Start Quoted passage

On Wed 11-07-18 13:55:15, Wang, Wei W wrote:
> On Wednesday, July 11, 2018 7:10 PM, Michal Hocko wrote:
> > On Wed 11-07-18 18:52:45, Wei Wang wrote:
> > > On 07/11/2018 05:21 PM, Michal Hocko wrote:
> > > > On Tue 10-07-18 18:44:34, Linus Torvalds wrote:
> > > > [...]
> > > > > That was what I tried to encourage with actually removing the
> > > > > pages form the page list. That would be an _incremental_
> > > > > interface. You can remove MAX_ORDER-1 pages one by one (or a
> > > > > hundred at a time), and mark them free for ballooning that way.
> > > > > And if you still feel you have tons of free memory, just continue
> > removing more pages from the free list.
> > > > We already have an interface for that. alloc_pages(GFP_NOWAIT,
> > MAX_ORDER -1).
> > > > So why do we need any array based interface?
> > >
> > > Yes, I'm trying to get free pages directly via alloc_pages, so there
> > > will be no new mm APIs.
> > 
> > OK. The above was just a rough example. In fact you would need a more
> > complex gfp mask. I assume you only want to balloon only memory directly
> > usable by the kernel so it will be
> >     (GFP_KERNEL | __GFP_NOWARN) & ~__GFP_RECLAIM
> 
> Sounds good to me, thanks.
> 
> > 
> > > I plan to let free page allocation stop when the remaining system free
> > > memory becomes close to min_free_kbytes (prevent swapping).
> > 
> > ~__GFP_RECLAIM will make sure you are allocate as long as there is any
> > memory without reclaim. It will not even poke the kswapd to do the
> > background work. So I do not think you would need much more than that.

End Quoted passage
Start Dataset extract

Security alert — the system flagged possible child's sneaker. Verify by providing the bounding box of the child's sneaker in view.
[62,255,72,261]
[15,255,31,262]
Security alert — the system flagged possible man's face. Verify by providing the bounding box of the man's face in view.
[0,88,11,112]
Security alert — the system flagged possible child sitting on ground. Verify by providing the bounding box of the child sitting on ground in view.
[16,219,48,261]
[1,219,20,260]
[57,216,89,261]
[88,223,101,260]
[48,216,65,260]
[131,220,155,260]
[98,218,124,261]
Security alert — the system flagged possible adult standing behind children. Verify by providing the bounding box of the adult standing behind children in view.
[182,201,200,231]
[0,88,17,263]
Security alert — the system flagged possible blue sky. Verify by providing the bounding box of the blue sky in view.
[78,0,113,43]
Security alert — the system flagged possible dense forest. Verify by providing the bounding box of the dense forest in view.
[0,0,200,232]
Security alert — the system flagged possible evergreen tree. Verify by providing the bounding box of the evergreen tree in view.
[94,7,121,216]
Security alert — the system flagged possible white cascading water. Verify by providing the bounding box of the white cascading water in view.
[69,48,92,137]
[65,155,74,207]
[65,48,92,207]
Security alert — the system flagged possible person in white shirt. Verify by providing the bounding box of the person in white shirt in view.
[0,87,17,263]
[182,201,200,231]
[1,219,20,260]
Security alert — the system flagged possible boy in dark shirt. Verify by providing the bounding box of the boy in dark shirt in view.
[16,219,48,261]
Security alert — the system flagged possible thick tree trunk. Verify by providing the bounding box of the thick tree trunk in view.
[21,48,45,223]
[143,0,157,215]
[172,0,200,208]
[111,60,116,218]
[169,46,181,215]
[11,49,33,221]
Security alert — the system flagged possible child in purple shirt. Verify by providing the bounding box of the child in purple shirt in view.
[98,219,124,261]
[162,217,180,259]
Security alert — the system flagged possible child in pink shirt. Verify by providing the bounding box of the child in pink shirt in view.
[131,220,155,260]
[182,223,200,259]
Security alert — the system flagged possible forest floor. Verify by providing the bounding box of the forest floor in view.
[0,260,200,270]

End Dataset extract

**Required actions:**
**1.** In the mailing-list thread, at what point does Wei Wang plan to stop free page allocation?
**2.** Continue the mailing-list thread past its final quoted sentence.
The entries play no part in this exercise.

**Task responses:**
**1.** When the remaining system free memory becomes close to min_free_kbytes.

**2.**
> 
> "close to min_free_kbytes" - I meant when doing the allocations, we
> intentionally reserve some small amount of memory, e.g. 2 free page
> blocks of "MAX_ORDER - 1". So when other applications happen to do
> some allocation, they may easily get some from the reserved memory
> left on the free list. Without that reserved memory, other allocation
> may cause the system free memory below the WMARK[MIN], and kswapd
> would start to do swapping. This is actually just a small optimization
> to reduce the probability of causing swapping (nice to have, but not
> mandatary because we will allocate free page blocks one by one).

I really have hard time to follow you here. Nothing outside of the core
MM proper should play with watermarks.
 
>  > But let me note that I am not really convinced how this (or previous)
> > approach will really work in most workloads. We tend to cache heavily so
> > there is rarely any memory free.
> 
> With less free memory, the improvement becomes less, but should be
> nicer than no optimization. For example, the Linux build workload
> would cause 4~5 GB (out of 8GB) memory to be used as page cache at the
> final stage, there is still ~44% live migration time reduction.

But most systems will stay somewhere around the high watermark if there
is any page cache activity. Especially after a longer uptime.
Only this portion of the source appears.